- **Text**:
-- -- --
From   Constantine Daskalakis <C_Daskalakis@mail.jci.tju.edu>
To   statalist@hsphsun2.harvard.edu
Subject   st: Binomial regression
Date   Thu, 02 Aug 2007 14:18:30 -0400

Good day to all.

I would like to share some observations on binomial regression using
Stata (and SAS).

Essentially, the problem is that we have a binary outcome Y (0/1) and want to model it as a function of covariates (X1, X2, etc) via the generalized linear model

p = b0 + b1*X1 + b2*X2 + ...

So far, I've done such projects in Stata and I've noted that binomial regression sometimes fails to converge and/or gives ML estimates of the coefficients that yield estimated probabilities that are outside the [0,1] range (typically, for some modest number of observations).

A colleague suggested that SAS might give better results and I was skeptical at first. But I had some time in my hands (it's summer after all!), so I took a few datasets and run them in Stata (-glm-) and SAS (Proc Genmod).

The Stata (8.2) implementation I used is the default ML (Newton-Raphson) algorithm

- glm y x1 x2 ..., fam(bin) link(i) search

or sometimes

- glm y x1 x2 ..., fam(bin) link(i) search fisher(#)

where # is some number of iterations with the Fisher scoring algorithm.

The SAS (9.1) implementation I used is

proc genmod;
model y = x1 x2 ... / dist=bin link=id type3 wald itprint;
run;

[I also played with specification of starting values, but I will leave this piece out, and confine my posting to results obtained using the default starting values in both packages.]


Here's what I've found:

(1) Convergence

Stata often gets bogged down ("backed up") after a few iterations and
does not converge.

Specifying Fisher scoring for some iterations in the beginning helps.
After Newton-Raphson takes over from Fisher scoring, it occasionally does converge. Most often, I have to use Fisher scoring throughout to get convergence. But see point #3 below.

SAS does seem to often converge (on the basis of parameter vector convergence), but also warns that the "relative Hessian convergence criterion" has not been achieved and that "convergence is questionable" (indicating that the likelihood has not really converged sufficiently).

(2) Likelihood of final model

The log-likelihood of the final Stata model is often somewhat better than that of the final SAS model. This might suggest that the Stata results are "better". However, see the drawback in point #4 below.

(3) Estimated coefficients and standard errors

Naturally, when Stata and SAS give different final models, their
estimated coefficients are different.
-- -- --
- **Requirements**:
Please list every option that follows the slash in the SAS model statement in the binomial regression post above.

- **Dataset extract**:
-- -- --
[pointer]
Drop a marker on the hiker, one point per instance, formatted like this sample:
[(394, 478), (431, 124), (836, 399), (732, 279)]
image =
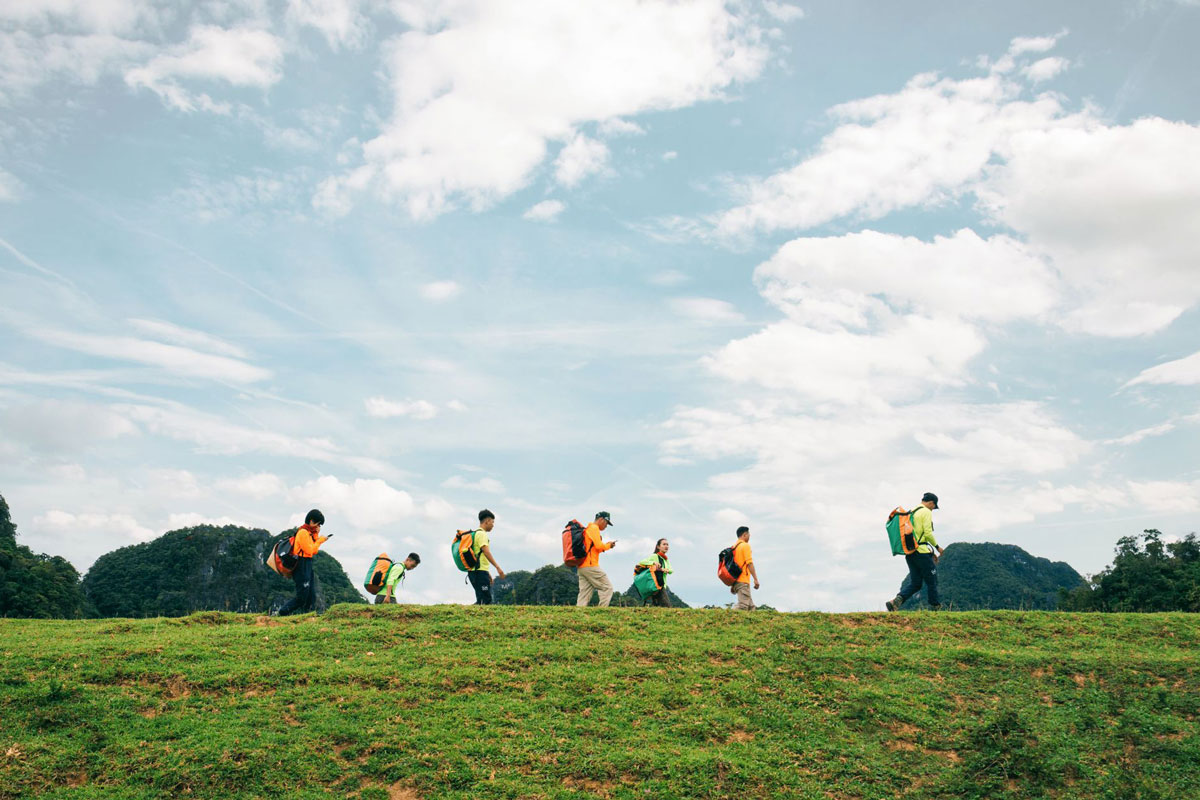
-- -- --
- **Written answer**:
dist=bin, link=id, type3, wald, itprint